Text excerpt:
Content starts

This article was originally featured in Splash24/7.
Paul Ratcliffe from Singapore-based HR firm Ignition Global details key findings from a regional survey of shipping and maritime CFOs.
Finance functions in the shipping and maritime industries have been taking on increased responsibilities during the pandemic. CFOs’ priorities have been changing, and the skills required of finance professionals in maritime will evolve over the next five years as the nature of work continues to change.
According to a July survey of 54 Asia-based CFOs in shipping and maritime, the top three areas that have become much more important during the pandemic are forecasting and managing cashflow; credit control management and collecting payments; and Involvement in business strategy and high level decision making.
Other areas that have become significantly more important are people management / HR matters and raising capital and new sources of funds.
Very few shipping and maritime industry CFOs reported any area that had become less important during the pandemic, suggesting that finance functions are taking on additional responsibilities and playing a more prominent role in the business during this crisis.
For most companies work from home (WFH) has been implemented successfully. Especially so within finance functions with 69% of shipping and maritime industry CFOs rating WFH implementation as very good or excellent. For the wider business it has been mostly successful, although with more challenges with 47% of CFOs rating WFH implementation across the business as very good or excellent.
A significant minority of companies have had a more negative experience with 11% rating WFH implementation as fair both in the finance function and across the business.
Opinions on WFH as a long term option mirror the experience during Covid-19 with 63% of shipping and maritime industry CFOs more positive about continuing some form of WFH after the pandemic; and the 11% who are now less positive mirroring the 11% who had less positive experiences so far.
Tomorrow’s skill requirements
Shipping and maritime industry CFOs rate the current skill levels of finance professionals most highly for technical accounting skills (53% very good), problem solving (47% very good), and analytical skills (37% very good).
The weakest areas for finance professionals currently are strategic thinking (53% poor or fair), communication (47% poor or fair), and people management (42% poor or fair).
According to those surveyed the areas that will increase most in importance for finance professionals over the next five years are strategic thinking, analytical skills, and commercial acumen. Technical accounting skills are unlikely to become more important with 74% of CFOs believing they will either become less important or maintain the same level of importance.

Content ends

Description of the task: Reproduce the passage of the CFO survey article from "According to a" to "during this crisis.".

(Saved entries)
Content starts

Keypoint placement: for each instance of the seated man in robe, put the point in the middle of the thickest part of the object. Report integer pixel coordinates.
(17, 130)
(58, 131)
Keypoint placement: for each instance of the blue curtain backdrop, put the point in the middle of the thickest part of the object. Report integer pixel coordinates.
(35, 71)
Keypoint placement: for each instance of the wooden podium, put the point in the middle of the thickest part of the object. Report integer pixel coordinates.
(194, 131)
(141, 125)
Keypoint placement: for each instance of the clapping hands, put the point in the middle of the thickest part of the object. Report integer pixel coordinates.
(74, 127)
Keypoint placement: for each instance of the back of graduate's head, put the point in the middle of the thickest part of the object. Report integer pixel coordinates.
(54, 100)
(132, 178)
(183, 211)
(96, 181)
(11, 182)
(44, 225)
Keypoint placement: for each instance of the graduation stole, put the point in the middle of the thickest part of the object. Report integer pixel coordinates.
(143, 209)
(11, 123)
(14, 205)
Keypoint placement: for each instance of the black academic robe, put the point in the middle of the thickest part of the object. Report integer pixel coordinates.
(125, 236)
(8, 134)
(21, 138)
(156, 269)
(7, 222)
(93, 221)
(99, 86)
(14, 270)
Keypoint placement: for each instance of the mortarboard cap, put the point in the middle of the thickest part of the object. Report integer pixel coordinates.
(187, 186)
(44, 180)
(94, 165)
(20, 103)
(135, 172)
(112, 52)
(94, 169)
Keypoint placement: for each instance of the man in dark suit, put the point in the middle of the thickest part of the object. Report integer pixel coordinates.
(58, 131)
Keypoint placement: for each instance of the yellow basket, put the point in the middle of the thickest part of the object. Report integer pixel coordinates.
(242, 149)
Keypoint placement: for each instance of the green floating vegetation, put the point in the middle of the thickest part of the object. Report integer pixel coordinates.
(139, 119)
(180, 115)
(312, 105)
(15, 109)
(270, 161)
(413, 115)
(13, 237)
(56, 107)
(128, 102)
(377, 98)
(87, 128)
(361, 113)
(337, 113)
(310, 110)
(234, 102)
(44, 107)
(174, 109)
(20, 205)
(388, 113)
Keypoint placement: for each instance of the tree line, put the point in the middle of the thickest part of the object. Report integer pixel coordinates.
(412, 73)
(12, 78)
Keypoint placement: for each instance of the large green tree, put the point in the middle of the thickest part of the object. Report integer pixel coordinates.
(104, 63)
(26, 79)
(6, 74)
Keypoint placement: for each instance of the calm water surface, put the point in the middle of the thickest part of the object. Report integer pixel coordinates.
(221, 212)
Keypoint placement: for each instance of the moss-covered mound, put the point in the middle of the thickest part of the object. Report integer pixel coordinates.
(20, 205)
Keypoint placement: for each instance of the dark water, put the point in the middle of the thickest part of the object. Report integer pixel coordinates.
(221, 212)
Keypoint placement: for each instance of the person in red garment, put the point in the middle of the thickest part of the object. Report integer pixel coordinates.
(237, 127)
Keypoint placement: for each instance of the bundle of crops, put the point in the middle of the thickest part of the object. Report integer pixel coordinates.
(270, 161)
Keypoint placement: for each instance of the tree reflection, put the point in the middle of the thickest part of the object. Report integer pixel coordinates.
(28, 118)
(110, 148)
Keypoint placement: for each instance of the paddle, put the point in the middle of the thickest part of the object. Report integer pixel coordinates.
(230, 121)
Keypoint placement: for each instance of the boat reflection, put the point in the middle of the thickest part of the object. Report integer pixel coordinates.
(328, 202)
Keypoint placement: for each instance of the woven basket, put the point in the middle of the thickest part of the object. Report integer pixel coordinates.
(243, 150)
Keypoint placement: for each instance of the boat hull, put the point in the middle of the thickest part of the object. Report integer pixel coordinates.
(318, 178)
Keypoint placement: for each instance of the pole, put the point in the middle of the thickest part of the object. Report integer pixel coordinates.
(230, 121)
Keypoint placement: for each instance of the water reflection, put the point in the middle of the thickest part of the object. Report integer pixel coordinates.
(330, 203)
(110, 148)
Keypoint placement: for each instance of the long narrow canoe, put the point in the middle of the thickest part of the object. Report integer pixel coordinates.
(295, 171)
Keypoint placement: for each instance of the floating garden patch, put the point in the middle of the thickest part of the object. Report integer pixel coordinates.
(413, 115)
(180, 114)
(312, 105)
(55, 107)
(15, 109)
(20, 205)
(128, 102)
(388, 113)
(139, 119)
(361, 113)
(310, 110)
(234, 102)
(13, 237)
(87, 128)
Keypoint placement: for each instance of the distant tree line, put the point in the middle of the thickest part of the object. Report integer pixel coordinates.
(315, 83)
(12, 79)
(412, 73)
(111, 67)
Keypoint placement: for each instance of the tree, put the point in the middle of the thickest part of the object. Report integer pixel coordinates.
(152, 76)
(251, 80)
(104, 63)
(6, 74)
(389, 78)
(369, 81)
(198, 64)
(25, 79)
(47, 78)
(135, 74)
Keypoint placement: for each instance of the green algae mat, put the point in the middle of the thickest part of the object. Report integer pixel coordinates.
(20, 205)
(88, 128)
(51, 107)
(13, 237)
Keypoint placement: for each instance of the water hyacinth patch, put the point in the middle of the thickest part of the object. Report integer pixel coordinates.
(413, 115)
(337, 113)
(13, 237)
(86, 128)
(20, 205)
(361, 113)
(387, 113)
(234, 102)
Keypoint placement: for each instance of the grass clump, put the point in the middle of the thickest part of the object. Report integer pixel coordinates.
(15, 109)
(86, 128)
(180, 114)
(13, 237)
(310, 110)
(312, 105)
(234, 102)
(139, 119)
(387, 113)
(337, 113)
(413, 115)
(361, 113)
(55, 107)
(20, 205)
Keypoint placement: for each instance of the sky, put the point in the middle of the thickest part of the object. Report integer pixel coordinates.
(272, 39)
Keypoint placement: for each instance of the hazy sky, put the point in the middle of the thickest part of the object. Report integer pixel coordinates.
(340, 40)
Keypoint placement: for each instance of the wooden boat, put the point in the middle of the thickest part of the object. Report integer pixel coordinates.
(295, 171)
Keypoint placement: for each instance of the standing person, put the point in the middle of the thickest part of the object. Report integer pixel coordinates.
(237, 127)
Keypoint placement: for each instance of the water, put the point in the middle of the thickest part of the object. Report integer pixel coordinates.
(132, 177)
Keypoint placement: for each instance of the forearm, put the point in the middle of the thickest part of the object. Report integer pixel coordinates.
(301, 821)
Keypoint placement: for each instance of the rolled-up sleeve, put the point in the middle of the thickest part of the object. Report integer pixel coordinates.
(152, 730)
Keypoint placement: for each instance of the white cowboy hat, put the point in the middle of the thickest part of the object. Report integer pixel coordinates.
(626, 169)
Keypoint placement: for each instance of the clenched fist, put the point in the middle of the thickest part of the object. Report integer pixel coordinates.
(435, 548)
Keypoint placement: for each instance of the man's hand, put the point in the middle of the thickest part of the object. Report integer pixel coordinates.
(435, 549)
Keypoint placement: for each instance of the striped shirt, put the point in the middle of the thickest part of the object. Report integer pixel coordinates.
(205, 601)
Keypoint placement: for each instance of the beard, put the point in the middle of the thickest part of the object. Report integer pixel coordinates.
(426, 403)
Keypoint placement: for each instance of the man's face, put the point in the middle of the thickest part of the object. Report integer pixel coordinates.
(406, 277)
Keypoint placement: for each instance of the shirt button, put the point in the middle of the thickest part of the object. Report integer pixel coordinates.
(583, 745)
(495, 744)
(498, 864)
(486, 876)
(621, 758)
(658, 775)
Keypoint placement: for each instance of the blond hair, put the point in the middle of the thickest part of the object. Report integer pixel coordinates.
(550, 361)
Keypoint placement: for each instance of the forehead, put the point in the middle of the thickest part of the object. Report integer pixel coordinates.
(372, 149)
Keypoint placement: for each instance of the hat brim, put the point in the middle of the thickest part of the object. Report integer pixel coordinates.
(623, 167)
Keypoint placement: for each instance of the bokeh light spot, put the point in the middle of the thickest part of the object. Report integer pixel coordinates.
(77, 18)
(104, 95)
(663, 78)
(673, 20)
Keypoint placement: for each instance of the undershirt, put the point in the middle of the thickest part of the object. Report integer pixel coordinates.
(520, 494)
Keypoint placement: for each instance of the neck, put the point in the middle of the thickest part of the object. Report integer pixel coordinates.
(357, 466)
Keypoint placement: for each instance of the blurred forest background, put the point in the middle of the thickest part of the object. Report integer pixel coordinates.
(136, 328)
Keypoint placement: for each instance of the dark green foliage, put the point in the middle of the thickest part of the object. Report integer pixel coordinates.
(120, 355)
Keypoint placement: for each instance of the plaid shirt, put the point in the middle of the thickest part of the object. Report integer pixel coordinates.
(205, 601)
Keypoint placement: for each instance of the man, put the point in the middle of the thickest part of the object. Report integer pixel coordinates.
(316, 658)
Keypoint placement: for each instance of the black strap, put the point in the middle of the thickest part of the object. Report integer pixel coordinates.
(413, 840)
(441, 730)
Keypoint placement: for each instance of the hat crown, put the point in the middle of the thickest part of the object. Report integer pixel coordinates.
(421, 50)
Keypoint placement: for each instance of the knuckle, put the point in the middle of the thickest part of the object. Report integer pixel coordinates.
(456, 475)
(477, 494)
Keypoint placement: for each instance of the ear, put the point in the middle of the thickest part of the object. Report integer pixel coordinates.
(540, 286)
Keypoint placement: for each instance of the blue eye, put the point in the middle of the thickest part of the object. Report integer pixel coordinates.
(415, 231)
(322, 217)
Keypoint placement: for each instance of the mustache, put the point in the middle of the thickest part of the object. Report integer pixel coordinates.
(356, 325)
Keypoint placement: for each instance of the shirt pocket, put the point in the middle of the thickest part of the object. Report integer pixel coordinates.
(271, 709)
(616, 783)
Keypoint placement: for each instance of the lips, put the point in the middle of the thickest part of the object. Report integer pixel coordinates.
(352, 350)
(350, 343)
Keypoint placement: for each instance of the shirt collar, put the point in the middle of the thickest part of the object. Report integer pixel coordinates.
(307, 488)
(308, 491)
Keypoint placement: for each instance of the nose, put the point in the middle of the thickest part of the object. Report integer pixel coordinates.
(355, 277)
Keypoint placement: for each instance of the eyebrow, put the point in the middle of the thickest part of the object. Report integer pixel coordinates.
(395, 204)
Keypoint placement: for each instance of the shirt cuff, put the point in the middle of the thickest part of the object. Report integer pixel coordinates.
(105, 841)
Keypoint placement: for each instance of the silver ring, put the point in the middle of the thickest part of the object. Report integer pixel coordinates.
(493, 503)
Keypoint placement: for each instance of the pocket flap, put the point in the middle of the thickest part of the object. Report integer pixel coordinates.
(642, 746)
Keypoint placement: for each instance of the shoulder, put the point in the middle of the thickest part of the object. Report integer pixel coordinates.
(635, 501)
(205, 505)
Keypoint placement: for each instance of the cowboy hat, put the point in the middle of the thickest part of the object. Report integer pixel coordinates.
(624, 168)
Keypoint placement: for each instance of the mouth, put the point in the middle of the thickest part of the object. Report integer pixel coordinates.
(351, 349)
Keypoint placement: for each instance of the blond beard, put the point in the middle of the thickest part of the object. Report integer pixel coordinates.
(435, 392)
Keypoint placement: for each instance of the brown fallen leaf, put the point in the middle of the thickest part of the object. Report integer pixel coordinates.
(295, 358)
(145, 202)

Content ends

Solution:
According to a July survey of 54 Asia-based CFOs in shipping and maritime, the top three areas that have become much more important during the pandemic are forecasting and managing cashflow; credit control management and collecting payments; and Involvement in business strategy and high level decision making.
Other areas that have become significantly more important are people management / HR matters and raising capital and new sources of funds.
Very few shipping and maritime industry CFOs reported any area that had become less important during the pandemic, suggesting that finance functions are taking on additional responsibilities and playing a more prominent role in the business during this crisis.